Saved data entries:
· · · · · · ·
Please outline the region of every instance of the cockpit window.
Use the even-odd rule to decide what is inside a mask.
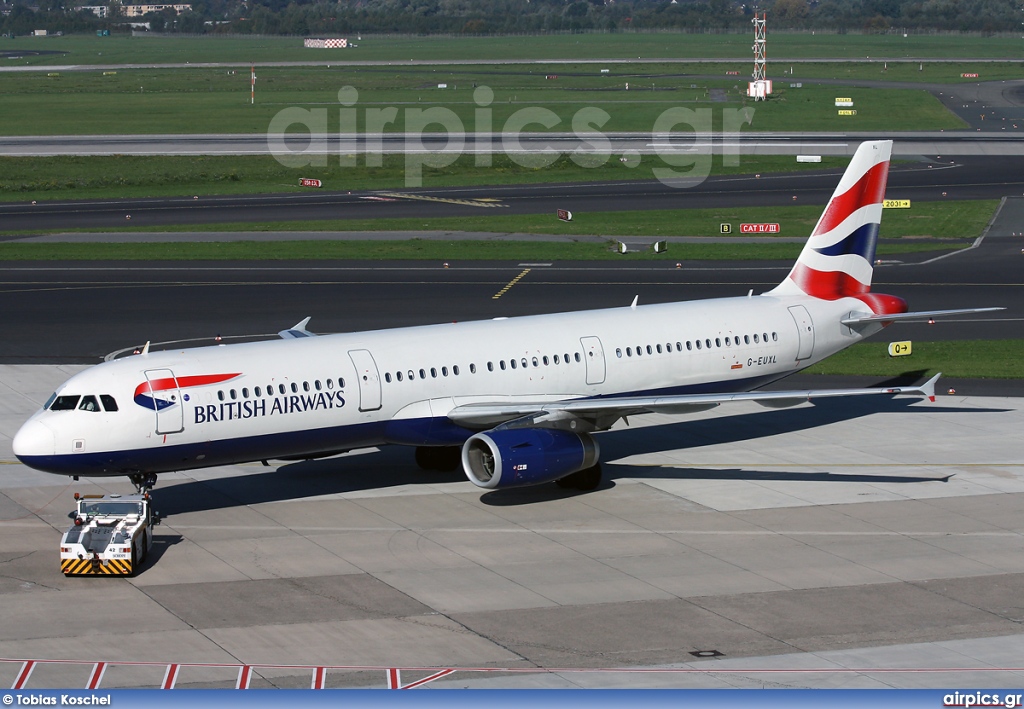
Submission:
[[[78,400],[81,398],[78,394],[74,396],[58,396],[50,404],[50,411],[73,411],[78,408]]]
[[[82,397],[82,403],[78,405],[78,408],[80,411],[99,411],[100,405],[95,396],[88,394]]]
[[[50,404],[52,404],[53,400],[56,399],[56,398],[57,398],[57,393],[56,392],[54,392],[53,394],[50,394],[50,398],[46,400],[45,404],[43,404],[43,411],[46,411],[48,408],[50,408]]]
[[[117,402],[114,401],[114,397],[110,394],[100,394],[100,401],[103,402],[104,410],[117,411]]]

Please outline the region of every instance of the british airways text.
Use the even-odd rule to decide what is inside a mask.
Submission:
[[[345,398],[341,392],[320,392],[319,394],[278,396],[273,400],[224,401],[219,404],[196,406],[193,411],[195,412],[195,423],[198,424],[295,414],[321,409],[340,409],[344,405]]]

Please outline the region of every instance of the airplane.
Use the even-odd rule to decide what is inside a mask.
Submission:
[[[16,434],[25,465],[60,475],[157,475],[357,448],[416,448],[487,490],[602,479],[593,436],[644,413],[754,401],[913,395],[919,386],[759,391],[894,322],[1002,310],[908,312],[871,291],[892,141],[859,146],[796,263],[745,297],[149,351],[65,382]]]

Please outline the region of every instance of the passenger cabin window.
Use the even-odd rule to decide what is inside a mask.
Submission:
[[[78,405],[80,411],[99,411],[100,405],[92,394],[82,397],[82,403]]]
[[[81,398],[77,394],[74,396],[58,396],[50,404],[50,411],[74,411],[78,408],[78,400]]]
[[[117,411],[117,401],[110,394],[100,394],[100,401],[106,411]]]

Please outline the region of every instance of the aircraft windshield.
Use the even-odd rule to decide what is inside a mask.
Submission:
[[[73,396],[58,396],[50,404],[50,411],[73,411],[78,408],[78,400],[82,397],[78,394]]]
[[[79,514],[83,515],[141,515],[142,503],[126,500],[123,502],[83,502],[79,507]]]

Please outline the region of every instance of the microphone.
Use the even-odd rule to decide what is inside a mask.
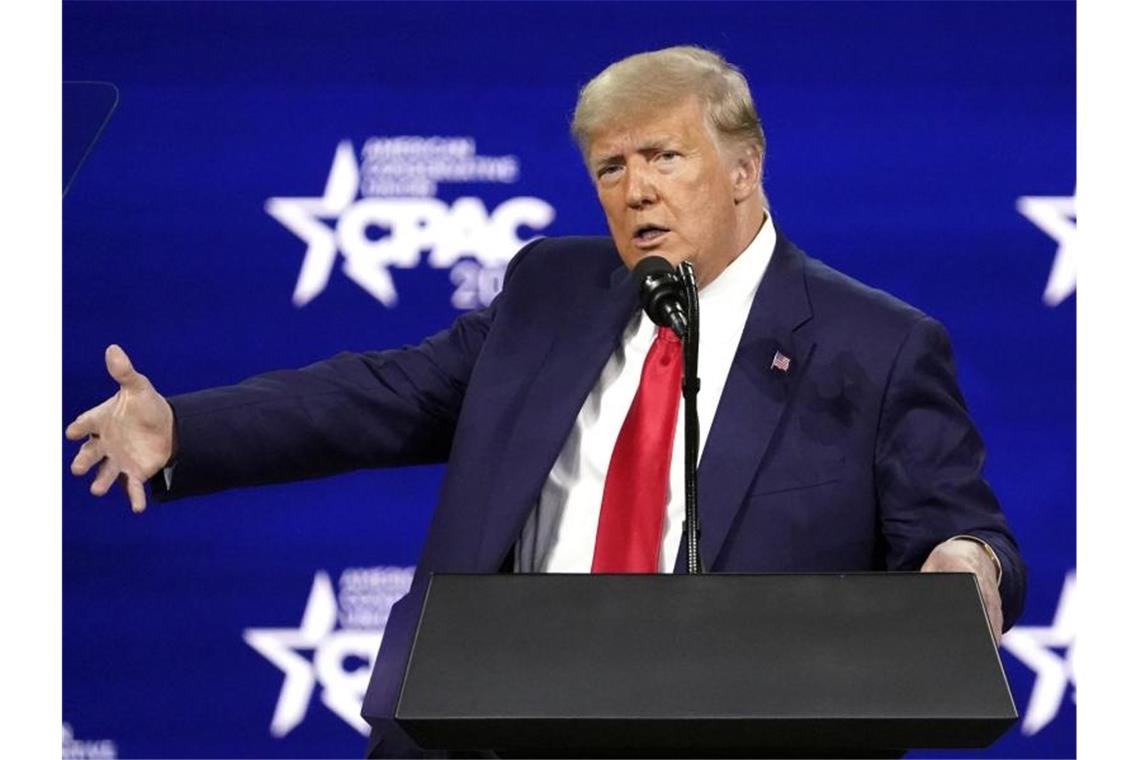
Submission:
· · · · · · ·
Task to carry out
Using the data above, write out every line exactly, leaving the images behind.

Task output
Please outline the region of every instance of the cockpit window.
Use the even-odd rule to decide what is inside a mask.
Submission:
[[[78,400],[81,398],[78,394],[74,396],[58,396],[50,404],[50,411],[73,411],[78,408]]]
[[[82,397],[82,403],[78,405],[78,408],[80,411],[99,411],[100,405],[95,396],[88,394]]]
[[[50,404],[52,404],[53,400],[56,399],[56,398],[57,398],[57,393],[56,392],[54,392],[53,394],[50,394],[50,398],[46,400],[45,404],[43,404],[43,411],[46,411],[48,408],[50,408]]]
[[[117,402],[114,401],[114,397],[110,394],[100,394],[100,401],[103,402],[104,410],[117,411]]]

Please outline the region of every instance of the british airways text.
Use the even-odd rule to decide what is inside a mask.
Submission:
[[[345,398],[341,392],[320,392],[319,394],[278,396],[273,400],[224,401],[219,404],[196,406],[193,411],[195,412],[195,423],[198,424],[295,414],[321,409],[340,409],[344,405]]]

Please outline the region of every instance of the airplane.
Use the even-odd rule to decide what is inside a mask.
Submission:
[[[16,434],[25,465],[60,475],[157,475],[357,448],[416,448],[487,490],[602,479],[593,436],[644,413],[754,401],[913,395],[919,386],[759,391],[894,322],[1002,310],[908,312],[871,291],[892,141],[859,146],[796,263],[745,297],[149,351],[65,382]]]

Please outline the region of every instance of the passenger cabin window.
Use the even-odd rule to decide what is inside a mask.
Submission:
[[[78,405],[80,411],[99,411],[100,405],[92,394],[82,397],[82,403]]]
[[[81,398],[77,394],[74,396],[58,396],[50,404],[50,411],[74,411],[78,408],[78,400]]]
[[[117,411],[117,401],[110,394],[100,394],[100,401],[106,411]]]

Please outline the region of every instance of the aircraft windshield.
Use the even-odd rule to decide what is inside a mask.
Submission:
[[[73,396],[58,396],[50,404],[50,411],[73,411],[78,408],[78,400],[82,397],[78,394]]]
[[[79,514],[83,515],[141,515],[142,503],[126,500],[123,502],[83,502],[79,507]]]

Please outline the region of every instance of the microphone.
Use the even-odd rule to decide what is inside a mask.
Submission:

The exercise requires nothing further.